EXERCISE AIM: Rewrite the items below as a Markdown table with columns Row and Line. Begin at the line containing "Field-scouting request: tag every instance of the grassy", continue through the last line of the items, give each line its own numbered row, and leave out blank lines.

GIVEN RECORDS:

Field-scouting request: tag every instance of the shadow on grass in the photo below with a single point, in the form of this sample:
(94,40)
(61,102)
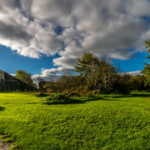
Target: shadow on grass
(1,108)
(42,95)
(133,95)
(76,101)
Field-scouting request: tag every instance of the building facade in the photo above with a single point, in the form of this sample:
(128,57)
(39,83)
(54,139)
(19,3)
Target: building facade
(11,83)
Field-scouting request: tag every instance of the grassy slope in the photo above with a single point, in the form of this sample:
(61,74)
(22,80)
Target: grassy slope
(111,123)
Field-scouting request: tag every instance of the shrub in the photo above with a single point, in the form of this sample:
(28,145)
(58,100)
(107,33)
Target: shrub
(55,97)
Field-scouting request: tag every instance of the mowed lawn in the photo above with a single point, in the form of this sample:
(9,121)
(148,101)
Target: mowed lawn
(100,124)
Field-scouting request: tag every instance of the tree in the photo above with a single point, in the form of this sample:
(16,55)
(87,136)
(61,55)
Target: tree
(146,69)
(87,67)
(24,76)
(99,73)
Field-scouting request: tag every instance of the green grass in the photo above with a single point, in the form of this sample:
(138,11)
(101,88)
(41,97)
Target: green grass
(98,123)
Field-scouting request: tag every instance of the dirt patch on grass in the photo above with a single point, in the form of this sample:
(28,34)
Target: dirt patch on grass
(4,145)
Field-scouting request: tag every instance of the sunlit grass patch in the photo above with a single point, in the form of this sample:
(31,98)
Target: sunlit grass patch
(96,122)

OUTPUT OF THE TASK:
| Row | Line |
|---|---|
| 1 | Field-scouting request: tag every instance of the grassy slope in the photo above with a single point, in the form of this sample: |
| 2 | (61,74) |
| 3 | (22,80) |
| 4 | Target: grassy slope |
| 5 | (111,123) |
| 6 | Field-scouting request: tag every instance of the shrub in the photo above with a single point, in the form of this sample: |
| 7 | (28,145) |
| 8 | (58,100) |
| 9 | (107,33) |
| 10 | Target: shrub |
| 11 | (55,97) |
| 12 | Field-scouting request: tag every instance of the mowed lawn in the photo above with a single point, in the form of this sample: |
| 13 | (9,121) |
| 14 | (148,101) |
| 15 | Target: mowed lawn |
| 16 | (100,124) |
| 17 | Field-scouting request: tag every instance of the tree in the photo above with a single point, in the form of this sample: |
| 18 | (16,55) |
| 19 | (87,136) |
| 20 | (61,55) |
| 21 | Target: tree |
| 22 | (146,69) |
| 23 | (87,67) |
| 24 | (24,76) |
| 25 | (99,73) |
| 26 | Field-scouting request: tag every instance of the green grass in the photo above with a single point, in the form of this sample: |
| 27 | (138,11) |
| 28 | (101,88) |
| 29 | (41,97) |
| 30 | Target: green grass |
| 31 | (98,123) |
| 32 | Field-scouting request: tag every instance of the dirt patch on grass in the photo above with a single point, in the form of this sample: |
| 33 | (28,34) |
| 34 | Target: dirt patch on grass |
| 35 | (4,145) |
| 36 | Field-scouting request: tag every instance of the sunlit grass patch in the photo above with a single point, in the form of this sample: |
| 37 | (31,98) |
| 38 | Target: sunlit grass patch |
| 39 | (96,122) |